Document segment:
***

Closed zubairov closed 4 years ago
I believe the best way to handle this is to:
There is a similar problem addressed in the CSV write action of the CSV component and I believe that this is a generic problem which should be solved at the platform level as opposed to the component level.
@jhorbulyk good idea with batching component, however the goal of Salesforce Batch API is to work with GBs of data, so batch of such suze is highly unpractical (and think about the passthough content too) and will explode the all components with standard memory allocation.
I believe we should use the same tacitcs like in CSV component - accumulate the data elswhere via streaming (e.g. steward) and then based on the time or "number-of-records" trigger de-stream the data from the location into the Salesforce Batch API.
I also believe that putting an entire batch in an AMQP message passed through RabbitMQ would be infeasible and that the engineering solution would be different. However, I am suggesting something like the following:
An action can be configured (in component.json
) to either receive a single message or a batch of messages. If a batch of messages is selected then the following will happen:
Consider the following flow:
Component A
-> Component B
where Component B
wants to write a batch.
A developer and/or integrator would be able to configure (in either the component.json or in the UI) for Component B
either/both the max batch size and the max time between batches.

***

Entries from a pointing dataset
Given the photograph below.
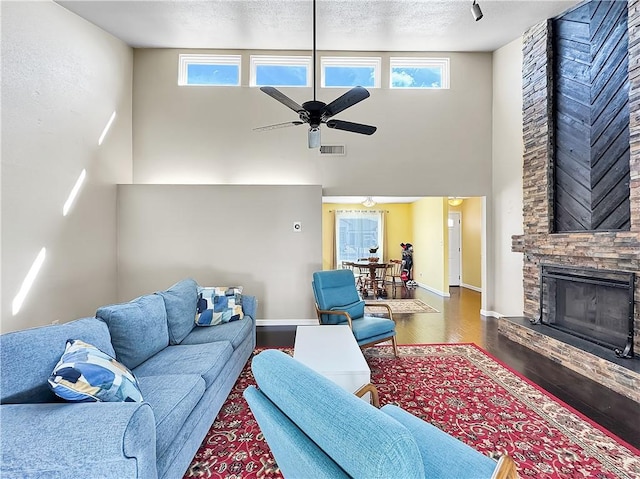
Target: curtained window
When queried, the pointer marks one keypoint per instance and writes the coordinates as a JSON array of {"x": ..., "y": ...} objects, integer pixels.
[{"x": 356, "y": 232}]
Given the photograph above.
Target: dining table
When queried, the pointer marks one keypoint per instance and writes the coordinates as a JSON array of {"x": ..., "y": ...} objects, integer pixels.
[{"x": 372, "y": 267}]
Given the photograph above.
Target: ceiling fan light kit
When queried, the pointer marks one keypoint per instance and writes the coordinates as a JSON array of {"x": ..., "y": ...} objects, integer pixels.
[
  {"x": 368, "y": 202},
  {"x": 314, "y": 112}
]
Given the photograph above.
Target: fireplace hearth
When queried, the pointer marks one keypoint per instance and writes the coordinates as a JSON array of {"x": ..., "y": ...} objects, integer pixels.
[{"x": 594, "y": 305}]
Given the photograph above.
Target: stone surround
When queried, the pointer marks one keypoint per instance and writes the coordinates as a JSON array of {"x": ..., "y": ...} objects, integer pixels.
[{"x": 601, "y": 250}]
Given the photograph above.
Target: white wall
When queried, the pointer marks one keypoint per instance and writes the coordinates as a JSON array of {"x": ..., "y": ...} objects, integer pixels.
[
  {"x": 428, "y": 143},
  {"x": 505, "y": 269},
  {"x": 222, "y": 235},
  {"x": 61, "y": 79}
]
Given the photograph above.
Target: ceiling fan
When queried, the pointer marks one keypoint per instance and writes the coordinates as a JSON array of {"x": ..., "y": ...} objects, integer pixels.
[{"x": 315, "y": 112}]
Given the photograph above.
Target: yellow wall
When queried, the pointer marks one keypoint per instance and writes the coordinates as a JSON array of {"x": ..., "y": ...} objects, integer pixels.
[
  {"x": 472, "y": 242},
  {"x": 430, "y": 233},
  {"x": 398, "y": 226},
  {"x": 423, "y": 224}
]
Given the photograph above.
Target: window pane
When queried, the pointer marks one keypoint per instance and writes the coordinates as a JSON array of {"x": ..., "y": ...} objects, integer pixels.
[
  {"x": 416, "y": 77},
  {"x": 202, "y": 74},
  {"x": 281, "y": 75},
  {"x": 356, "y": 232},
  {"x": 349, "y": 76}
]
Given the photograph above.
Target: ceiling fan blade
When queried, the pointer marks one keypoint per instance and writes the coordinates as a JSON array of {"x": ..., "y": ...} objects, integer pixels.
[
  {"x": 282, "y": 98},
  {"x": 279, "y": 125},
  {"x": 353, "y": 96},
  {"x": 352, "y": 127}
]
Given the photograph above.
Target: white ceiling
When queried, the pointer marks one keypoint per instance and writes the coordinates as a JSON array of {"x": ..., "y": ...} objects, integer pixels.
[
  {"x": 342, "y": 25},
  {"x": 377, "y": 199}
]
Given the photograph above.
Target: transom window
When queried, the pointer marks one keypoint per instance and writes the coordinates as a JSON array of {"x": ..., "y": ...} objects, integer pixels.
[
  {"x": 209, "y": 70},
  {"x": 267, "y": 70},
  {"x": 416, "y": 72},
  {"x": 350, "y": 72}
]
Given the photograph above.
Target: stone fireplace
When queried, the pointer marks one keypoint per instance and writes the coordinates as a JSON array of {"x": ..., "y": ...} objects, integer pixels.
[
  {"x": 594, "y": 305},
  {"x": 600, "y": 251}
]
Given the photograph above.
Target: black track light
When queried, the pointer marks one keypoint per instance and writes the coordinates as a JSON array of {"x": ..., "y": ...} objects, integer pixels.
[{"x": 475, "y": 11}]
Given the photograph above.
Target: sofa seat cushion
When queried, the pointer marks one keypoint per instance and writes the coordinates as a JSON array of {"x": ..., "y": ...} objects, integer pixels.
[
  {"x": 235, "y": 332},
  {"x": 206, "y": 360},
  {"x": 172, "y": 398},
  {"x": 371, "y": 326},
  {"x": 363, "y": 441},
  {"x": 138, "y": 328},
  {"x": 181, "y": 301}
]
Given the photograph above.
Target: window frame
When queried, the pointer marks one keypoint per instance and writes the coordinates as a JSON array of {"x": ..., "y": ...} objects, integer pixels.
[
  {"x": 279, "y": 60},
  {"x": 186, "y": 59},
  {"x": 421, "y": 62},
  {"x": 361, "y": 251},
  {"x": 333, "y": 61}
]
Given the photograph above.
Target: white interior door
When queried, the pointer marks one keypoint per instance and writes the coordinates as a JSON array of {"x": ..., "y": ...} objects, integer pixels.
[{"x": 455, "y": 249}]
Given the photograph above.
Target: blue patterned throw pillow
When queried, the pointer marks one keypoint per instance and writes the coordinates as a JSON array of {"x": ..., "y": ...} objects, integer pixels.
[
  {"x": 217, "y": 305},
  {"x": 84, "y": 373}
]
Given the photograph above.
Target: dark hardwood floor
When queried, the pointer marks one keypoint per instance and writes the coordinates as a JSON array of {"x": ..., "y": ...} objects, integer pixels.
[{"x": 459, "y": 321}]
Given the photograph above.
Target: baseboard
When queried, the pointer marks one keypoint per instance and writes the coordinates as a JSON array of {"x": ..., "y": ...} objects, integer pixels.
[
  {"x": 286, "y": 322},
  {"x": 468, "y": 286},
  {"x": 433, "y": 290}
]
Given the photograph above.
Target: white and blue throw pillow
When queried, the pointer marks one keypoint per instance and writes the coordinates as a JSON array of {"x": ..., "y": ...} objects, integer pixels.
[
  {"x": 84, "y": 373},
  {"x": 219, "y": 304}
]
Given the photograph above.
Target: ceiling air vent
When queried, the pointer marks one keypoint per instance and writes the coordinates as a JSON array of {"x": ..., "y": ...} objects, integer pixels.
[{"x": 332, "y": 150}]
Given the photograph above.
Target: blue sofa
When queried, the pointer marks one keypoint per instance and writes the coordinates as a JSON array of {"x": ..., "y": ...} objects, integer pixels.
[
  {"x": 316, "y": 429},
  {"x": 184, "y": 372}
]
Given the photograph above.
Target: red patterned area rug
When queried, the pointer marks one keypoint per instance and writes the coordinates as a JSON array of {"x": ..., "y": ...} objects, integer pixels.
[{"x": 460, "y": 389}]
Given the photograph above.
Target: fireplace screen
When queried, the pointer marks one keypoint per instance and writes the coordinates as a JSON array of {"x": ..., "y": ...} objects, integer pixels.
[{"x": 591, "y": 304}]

***

Task: Carry on the discussion thread about batching messages at the platform level from where it stops.

The output:
I suggest that the above flow would implicitly be constructed:
Component A
-> Mapper A->B
-> Batcher
-> Component B Batch Action
A message in the above flow would have the following lifecycle:
Component A
I suppose it would also make sense if there was some background process that monitored open batches and closed them when the time since the last batch published > max time between batches.
Interesting idea @jhorbulyk, especially the way how you suggest to handle batches in sailor
however there are following drawbacks:
As you have noted in your sample Batcher
has no metadata by itself but should passthough metadata from the next component to the mapper, we don't have this concept rigth now and can't easily do it (in user-space).
Idea of creating reusable pieces / components is in the very core of e.io value however when creating a batcher
component as suggested above actual batch semantic will be lost. For example if underlying component will not know that it works on the batch then it may not benifit from the 3rd party batch API (e.g. Salesforce Batch API), think about retries in case of failures or ack/nok semantic consuming incoming messages.
Based on the discussion above I don't believe we could create encapsulate batching functionality as part of dedicated component (at least at the momen) therefore we should build a reusable batching functionality on a different level (e.g. library level) and reuse it in the batch-oriented actions accordingly.
I don't believe we could create encapsulate batching functionality as part of dedicated component (at least at the momen) therefore we should build a reusable batching functionality on a different level (e.g. library level) and reuse it in the batch-oriented actions accordingly.
@zubairov The more I think about it, the more I agree.
Is this blocked by https://github.com/elasticio/projects/issues/140 ?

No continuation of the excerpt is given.